:: Selected text

Reese v. Wainwright,
600 F.2d 1085, 1090-91 (5th Cir.) (citations omitted),
cert. denied,
444 U.S. 983, 100 S.Ct. 487, 62 L.Ed.2d 410 (1979);
accord, Harkins v. Wyrick,
552 F.2d 1308, 1311 (8th Cir. 1977);
cf. Lindhorst v. United States,
658 F.2d 598 at 606-07 (8th Cir. 1981) (§ 2255 proceeding).
“The question to be asked by the reviewing court is whether a reasonable judge, situated as was the trial court judge whose failure to conduct an evidentiary hearing is being reviewed, should have experienced doubt with respect to competency to stand trial.”
DeKaplany v. Enomoto,
540 F.2d 975, 983 (9th Cir. 1976) (banc),
cert. denied,
429 U.S. 1075, 97 S.Ct. 815, 50 L.Ed.2d 793 (1977);
accord, Harkins v. Wyrick, supra,
552 F.2d at 1311 (citations omitted). “While the Supreme Court has not articulated a general standard for the nature or quantum of evidence necessary to trigger a competency procedure, it has focused on three factors that should be considered: the existence of a history of irrational behavior, defendant’s demeanor at trial, and prior medical opinion.”

::::
:: Entries provided

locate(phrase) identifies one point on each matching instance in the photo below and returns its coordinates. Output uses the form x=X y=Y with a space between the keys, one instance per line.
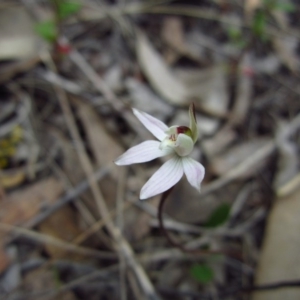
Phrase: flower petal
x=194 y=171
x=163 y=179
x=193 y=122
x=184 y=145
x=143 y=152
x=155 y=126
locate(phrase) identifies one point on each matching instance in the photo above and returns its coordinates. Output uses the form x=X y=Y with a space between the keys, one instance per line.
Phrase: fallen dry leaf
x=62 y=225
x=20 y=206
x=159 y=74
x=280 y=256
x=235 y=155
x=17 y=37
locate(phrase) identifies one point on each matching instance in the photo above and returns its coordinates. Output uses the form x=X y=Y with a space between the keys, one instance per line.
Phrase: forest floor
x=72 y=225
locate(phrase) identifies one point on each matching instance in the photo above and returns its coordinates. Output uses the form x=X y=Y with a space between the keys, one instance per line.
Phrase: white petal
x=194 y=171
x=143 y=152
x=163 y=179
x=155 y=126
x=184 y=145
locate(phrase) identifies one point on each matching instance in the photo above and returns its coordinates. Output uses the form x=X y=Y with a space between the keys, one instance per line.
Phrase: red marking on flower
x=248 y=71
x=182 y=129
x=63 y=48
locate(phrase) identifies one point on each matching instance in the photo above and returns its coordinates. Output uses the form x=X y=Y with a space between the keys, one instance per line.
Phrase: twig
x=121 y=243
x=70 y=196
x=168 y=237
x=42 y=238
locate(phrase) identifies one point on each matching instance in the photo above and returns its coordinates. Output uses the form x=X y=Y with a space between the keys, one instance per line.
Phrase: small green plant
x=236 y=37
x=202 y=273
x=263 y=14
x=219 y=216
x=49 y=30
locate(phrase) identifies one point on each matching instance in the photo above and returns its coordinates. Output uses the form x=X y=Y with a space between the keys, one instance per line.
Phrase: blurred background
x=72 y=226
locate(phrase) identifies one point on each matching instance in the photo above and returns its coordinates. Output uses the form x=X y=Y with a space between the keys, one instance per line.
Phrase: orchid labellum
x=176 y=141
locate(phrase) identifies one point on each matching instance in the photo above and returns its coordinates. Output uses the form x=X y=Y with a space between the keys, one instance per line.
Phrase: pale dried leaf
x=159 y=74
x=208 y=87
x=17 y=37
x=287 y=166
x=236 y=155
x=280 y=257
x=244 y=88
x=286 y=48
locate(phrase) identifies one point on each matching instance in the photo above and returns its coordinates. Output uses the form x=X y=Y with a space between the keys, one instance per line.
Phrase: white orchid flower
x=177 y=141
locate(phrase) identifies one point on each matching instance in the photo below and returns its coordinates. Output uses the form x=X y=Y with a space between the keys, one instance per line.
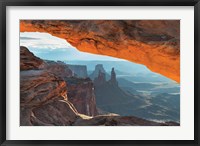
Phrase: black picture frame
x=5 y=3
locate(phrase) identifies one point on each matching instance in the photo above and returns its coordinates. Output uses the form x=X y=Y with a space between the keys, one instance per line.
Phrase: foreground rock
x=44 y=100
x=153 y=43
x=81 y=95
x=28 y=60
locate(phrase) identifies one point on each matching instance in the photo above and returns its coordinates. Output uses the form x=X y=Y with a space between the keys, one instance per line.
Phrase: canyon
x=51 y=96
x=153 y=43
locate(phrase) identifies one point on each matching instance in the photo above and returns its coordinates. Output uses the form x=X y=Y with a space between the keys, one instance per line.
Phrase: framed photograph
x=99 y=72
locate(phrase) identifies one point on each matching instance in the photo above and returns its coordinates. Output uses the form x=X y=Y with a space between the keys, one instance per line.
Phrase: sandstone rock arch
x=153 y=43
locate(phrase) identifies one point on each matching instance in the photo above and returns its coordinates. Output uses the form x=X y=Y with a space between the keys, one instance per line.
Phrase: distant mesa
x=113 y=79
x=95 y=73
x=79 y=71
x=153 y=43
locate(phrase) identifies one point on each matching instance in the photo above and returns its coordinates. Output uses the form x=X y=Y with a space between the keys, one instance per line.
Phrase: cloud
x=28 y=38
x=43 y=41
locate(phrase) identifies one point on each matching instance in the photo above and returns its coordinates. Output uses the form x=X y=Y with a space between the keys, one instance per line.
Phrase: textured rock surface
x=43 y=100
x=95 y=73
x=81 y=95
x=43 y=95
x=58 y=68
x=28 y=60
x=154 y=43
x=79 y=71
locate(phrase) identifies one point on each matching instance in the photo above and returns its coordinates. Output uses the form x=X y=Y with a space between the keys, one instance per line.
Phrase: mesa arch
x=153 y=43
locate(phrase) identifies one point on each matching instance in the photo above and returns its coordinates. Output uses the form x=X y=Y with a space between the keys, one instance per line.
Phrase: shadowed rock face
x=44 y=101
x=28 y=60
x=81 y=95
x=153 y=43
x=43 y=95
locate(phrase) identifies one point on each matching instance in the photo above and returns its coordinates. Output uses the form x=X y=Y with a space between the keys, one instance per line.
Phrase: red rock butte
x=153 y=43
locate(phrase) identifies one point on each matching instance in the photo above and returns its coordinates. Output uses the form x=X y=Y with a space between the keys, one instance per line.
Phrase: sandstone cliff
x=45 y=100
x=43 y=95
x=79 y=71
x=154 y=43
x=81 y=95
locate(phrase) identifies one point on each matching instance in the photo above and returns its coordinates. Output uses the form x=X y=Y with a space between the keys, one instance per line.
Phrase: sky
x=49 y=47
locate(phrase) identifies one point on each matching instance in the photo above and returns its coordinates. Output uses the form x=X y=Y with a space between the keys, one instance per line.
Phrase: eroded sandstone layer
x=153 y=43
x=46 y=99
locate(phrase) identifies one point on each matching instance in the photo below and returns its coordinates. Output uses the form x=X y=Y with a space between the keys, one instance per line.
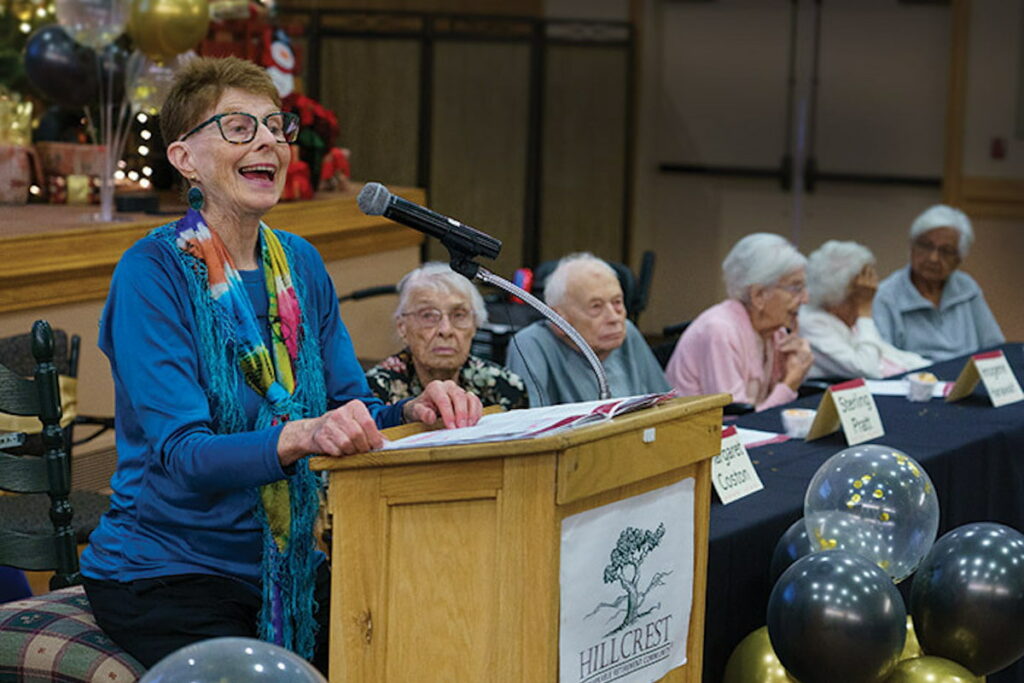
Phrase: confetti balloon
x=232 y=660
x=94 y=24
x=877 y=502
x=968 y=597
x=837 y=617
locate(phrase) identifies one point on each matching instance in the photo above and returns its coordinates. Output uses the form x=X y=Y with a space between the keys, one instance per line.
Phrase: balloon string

::::

* **What to do**
- A) Do these statements agree with the competency-hearing passage? For each, answer yes or no and quote the deciding words. (i) Lindhorst v. United States is identified as a § 2255 proceeding. (ii) The Supreme Court has set out a general standard for the quantum of evidence needed to trigger a competency procedure. (iii) Prior medical opinion is one of the factors the Supreme Court has focused on.
- B) Would you carry on the competency-hearing passage from its last sentence?
The rows come from a different source than the text above them.

* **Written answers**
- A) (i) Yes: "(§ 2255 proceeding)". (ii) No: "the Supreme Court has not articulated a general standard for the nature or quantum of evidence necessary to trigger a competency procedure". (iii) Yes: "and prior medical opinion".

- B)
Chenault v. Stynchcombe, supra,
546 F.2d at 1193,
citing Drope v. Missouri, supra,
420 U.S. at 180, 95 S.Ct. at 908.
We have carefully reviewed the record and agree with the district court that the evidence presented to the state trial court, before or during trial,
did not raise a reasonable or bona fide doubt as to appellant’s competence. Appellant did not establish a history of irrational behavior or any indication that his demeanor at trial was in any way unusual.
Compare Drope v. Missouri, supra,
420 U.S. at 178-82, 95 S.Ct. at 906-09 (defendant had a history of “pronounced irrationality” and attempted suicide during trial). Nor did appellant
present any medical opinion as to his competence. Appellant’s defense attorney did file a pretrial motion for a psychiatric examination,
which was granted by the state trial court. Appellant was to have been evaluated by Dr. Henry G. Hearnsburger at a local community mental health center. Because he had some kind of accident at the jail, appellant was unable to keep this appointment. Defense counsel did not pursue the motion for a psychiatric examination and did not raise the question of competence during trial.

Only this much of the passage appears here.